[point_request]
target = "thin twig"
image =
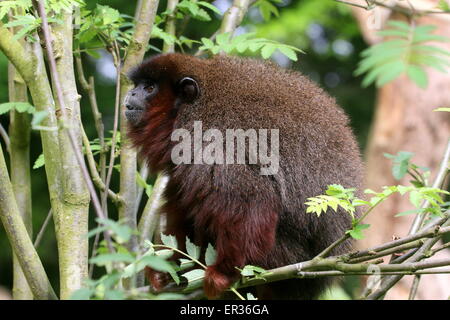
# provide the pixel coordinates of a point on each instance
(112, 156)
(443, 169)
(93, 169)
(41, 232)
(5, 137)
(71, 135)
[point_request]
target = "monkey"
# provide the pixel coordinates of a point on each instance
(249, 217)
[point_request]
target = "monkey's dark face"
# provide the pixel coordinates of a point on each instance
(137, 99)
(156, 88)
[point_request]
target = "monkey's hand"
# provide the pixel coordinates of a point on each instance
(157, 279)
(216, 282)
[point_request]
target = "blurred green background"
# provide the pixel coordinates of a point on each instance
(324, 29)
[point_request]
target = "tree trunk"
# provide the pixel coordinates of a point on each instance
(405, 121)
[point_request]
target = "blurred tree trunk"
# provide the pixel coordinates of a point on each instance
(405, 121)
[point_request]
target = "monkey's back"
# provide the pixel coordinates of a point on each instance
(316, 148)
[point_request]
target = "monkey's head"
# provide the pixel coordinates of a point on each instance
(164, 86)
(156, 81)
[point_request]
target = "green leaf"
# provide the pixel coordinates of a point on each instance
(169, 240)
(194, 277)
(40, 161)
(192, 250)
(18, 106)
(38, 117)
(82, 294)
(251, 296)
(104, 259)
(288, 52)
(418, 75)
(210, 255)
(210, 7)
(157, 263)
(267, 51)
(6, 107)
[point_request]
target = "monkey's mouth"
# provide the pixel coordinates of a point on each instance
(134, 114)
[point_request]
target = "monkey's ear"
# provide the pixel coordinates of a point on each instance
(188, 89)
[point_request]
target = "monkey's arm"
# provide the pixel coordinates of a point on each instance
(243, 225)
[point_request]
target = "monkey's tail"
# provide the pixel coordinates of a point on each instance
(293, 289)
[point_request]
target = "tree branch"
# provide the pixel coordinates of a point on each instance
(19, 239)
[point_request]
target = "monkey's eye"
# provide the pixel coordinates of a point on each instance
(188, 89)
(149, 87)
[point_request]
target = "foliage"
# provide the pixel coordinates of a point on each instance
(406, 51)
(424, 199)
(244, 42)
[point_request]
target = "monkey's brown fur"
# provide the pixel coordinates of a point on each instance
==
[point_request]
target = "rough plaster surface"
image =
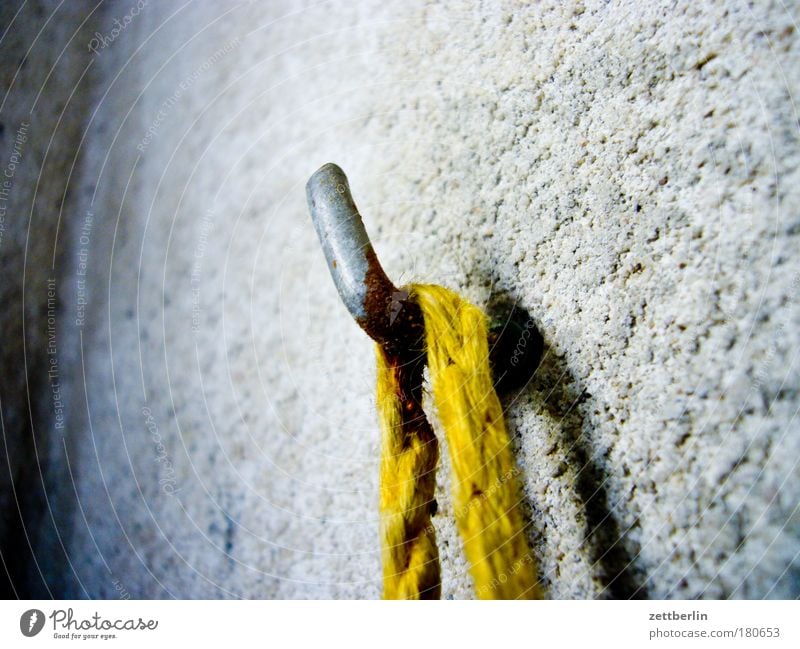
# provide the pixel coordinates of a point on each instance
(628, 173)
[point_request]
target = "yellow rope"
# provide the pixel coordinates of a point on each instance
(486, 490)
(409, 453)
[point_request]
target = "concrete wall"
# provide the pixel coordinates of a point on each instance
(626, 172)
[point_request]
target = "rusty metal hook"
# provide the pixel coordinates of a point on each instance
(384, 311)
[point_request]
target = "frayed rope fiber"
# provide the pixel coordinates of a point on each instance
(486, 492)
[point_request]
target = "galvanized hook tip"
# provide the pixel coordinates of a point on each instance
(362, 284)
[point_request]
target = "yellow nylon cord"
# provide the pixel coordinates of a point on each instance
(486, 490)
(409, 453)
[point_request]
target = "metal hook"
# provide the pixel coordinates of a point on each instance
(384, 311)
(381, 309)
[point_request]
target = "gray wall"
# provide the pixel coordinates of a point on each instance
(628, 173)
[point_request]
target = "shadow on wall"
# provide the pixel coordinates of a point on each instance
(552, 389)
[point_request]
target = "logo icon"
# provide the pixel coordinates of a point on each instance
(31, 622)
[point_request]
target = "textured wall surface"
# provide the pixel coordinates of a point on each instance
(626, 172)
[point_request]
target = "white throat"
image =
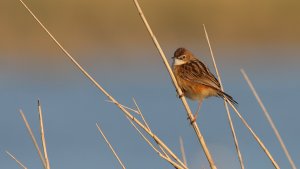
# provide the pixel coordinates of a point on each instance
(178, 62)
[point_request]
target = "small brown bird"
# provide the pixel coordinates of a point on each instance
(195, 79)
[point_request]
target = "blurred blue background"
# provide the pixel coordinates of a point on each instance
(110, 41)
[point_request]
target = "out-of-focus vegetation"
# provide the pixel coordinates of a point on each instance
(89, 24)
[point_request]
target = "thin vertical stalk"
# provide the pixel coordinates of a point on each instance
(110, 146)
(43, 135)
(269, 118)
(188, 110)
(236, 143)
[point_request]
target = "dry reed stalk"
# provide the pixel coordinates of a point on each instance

(Work item):
Whenever a line in the records contains the word "stalk", copy that line.

(Your response):
target = "thin vertical stalk"
target = "dry reed stalk"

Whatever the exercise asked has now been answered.